═════ Document text

The MI350X ships with 288 GB of HBM3E memory – significantly more than Blackwell’s standard 192 GB configuration – giving AMD a decisive advantage for large language model inference where model weights must fit entirely in GPU memory. AMD claims the MI350X delivers 2.6 times the inference throughput of an H100 on large language models like Llama 3.1 405B, and positions the chip as the best price-per-token solution for AI inference at scale.
Complete Specifications Comparison: Blackwell B200 vs AMD MI350X
The following table provides a side-by-side comparison of every critical specification for the NVIDIA Blackwell B200, the newer B300, and the AMD Instinct MI350X. These numbers come from official vendor datasheets and independent validations published in Q1 2026.

══════════
═════ Material provided

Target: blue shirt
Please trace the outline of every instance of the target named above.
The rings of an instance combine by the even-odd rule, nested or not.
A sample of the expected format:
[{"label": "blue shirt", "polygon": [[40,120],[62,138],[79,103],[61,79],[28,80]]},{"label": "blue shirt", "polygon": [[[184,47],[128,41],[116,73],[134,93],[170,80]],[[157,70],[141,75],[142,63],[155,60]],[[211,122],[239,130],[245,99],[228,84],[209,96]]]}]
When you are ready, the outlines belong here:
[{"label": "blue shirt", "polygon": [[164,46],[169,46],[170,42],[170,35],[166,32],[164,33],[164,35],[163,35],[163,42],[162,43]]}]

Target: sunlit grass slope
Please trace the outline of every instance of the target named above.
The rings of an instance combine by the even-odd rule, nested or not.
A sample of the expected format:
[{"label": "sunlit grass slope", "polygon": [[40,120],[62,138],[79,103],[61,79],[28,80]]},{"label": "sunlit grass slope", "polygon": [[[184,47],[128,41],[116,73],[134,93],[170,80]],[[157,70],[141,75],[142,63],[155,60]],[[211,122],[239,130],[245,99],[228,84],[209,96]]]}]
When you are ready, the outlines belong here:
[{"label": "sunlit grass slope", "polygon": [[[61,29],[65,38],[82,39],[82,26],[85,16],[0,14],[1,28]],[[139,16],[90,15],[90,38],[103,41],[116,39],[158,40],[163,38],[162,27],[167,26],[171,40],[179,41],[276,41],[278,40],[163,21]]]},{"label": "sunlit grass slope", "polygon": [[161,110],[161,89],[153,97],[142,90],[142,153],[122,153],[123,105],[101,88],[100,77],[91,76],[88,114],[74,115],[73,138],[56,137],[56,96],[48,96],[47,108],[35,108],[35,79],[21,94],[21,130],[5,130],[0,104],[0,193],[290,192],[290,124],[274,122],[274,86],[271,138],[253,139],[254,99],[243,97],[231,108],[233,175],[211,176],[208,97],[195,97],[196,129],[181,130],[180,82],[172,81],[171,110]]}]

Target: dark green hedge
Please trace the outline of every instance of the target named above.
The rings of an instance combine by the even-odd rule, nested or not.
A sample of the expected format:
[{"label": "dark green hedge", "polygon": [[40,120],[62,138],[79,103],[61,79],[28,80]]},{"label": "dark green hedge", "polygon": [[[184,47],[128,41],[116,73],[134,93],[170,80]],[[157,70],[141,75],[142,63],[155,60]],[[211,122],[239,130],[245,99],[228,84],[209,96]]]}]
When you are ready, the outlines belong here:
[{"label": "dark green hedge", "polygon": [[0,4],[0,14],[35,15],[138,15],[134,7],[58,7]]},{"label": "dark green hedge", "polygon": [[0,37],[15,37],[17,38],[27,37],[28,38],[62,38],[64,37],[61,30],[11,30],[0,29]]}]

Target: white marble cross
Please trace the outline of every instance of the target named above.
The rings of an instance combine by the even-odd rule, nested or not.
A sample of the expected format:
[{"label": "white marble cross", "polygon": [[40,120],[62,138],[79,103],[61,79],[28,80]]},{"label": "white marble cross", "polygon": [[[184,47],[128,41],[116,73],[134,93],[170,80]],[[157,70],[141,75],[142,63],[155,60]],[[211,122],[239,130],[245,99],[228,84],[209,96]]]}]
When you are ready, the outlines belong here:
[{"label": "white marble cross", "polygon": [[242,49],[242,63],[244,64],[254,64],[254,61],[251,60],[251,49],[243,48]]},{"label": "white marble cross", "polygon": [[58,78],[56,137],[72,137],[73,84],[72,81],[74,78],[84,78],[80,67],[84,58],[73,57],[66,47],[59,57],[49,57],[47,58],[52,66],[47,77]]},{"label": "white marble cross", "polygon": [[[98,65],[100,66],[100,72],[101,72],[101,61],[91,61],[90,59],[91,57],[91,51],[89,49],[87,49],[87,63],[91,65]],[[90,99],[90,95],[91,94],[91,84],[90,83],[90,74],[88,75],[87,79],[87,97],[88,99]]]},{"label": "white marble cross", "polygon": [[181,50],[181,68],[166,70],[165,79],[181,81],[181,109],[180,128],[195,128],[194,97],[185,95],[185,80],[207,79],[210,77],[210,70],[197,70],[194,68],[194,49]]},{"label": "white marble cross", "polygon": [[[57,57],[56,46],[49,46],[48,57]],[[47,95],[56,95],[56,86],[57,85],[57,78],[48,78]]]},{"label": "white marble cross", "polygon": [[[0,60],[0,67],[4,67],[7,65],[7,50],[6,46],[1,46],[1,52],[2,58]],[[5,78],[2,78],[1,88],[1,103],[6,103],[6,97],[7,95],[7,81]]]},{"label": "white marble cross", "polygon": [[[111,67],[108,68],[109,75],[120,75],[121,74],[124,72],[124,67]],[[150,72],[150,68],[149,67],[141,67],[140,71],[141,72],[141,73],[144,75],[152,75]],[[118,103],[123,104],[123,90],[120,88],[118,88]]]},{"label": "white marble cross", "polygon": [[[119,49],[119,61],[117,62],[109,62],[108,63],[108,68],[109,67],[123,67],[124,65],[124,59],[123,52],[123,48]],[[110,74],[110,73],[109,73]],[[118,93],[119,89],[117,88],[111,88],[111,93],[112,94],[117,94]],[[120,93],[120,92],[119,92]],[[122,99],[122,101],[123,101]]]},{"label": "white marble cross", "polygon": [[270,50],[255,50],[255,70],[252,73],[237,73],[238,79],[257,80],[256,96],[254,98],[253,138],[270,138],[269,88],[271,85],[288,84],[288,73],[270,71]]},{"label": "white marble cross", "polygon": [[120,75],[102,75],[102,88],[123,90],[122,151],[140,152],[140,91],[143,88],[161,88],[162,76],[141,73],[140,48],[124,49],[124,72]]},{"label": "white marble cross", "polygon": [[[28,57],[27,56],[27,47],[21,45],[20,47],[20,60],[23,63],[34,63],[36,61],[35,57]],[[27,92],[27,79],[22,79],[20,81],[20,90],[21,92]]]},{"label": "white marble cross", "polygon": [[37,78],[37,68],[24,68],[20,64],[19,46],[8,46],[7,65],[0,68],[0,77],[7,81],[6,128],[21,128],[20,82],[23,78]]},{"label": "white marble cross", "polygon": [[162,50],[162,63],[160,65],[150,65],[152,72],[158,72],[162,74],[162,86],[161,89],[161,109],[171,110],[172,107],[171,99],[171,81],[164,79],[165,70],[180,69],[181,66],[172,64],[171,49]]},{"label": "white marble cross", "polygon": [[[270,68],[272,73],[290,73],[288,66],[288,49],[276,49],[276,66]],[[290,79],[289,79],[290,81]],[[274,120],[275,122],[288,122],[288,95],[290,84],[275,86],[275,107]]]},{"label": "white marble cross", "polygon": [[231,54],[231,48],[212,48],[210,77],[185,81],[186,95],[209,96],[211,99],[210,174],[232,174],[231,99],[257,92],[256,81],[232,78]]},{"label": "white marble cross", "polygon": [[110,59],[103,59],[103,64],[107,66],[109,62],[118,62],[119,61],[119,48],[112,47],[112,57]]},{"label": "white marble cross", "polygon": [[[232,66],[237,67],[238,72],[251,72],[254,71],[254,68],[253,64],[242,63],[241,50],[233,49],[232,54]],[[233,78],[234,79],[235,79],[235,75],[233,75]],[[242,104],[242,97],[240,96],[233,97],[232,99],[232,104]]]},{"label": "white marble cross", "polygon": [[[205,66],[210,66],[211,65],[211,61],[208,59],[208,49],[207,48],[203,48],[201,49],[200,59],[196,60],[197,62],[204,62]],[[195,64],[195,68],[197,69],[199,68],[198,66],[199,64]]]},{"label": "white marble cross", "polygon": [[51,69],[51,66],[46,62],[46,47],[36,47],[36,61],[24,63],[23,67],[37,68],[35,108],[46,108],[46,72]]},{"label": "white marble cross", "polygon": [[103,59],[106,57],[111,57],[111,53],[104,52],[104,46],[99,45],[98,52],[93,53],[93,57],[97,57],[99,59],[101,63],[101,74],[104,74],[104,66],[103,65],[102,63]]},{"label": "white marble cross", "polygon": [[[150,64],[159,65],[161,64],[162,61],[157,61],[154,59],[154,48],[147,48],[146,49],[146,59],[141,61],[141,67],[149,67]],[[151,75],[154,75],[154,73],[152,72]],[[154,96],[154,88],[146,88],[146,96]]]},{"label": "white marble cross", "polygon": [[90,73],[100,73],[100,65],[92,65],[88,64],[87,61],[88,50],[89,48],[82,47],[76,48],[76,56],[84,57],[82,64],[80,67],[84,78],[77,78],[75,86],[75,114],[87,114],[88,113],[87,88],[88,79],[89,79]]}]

══════════

Aim of the task:
List every chip model named in the GPU comparison text.

Your response:
- AMD Instinct MI350X
- NVIDIA Blackwell B200
- B300
- H100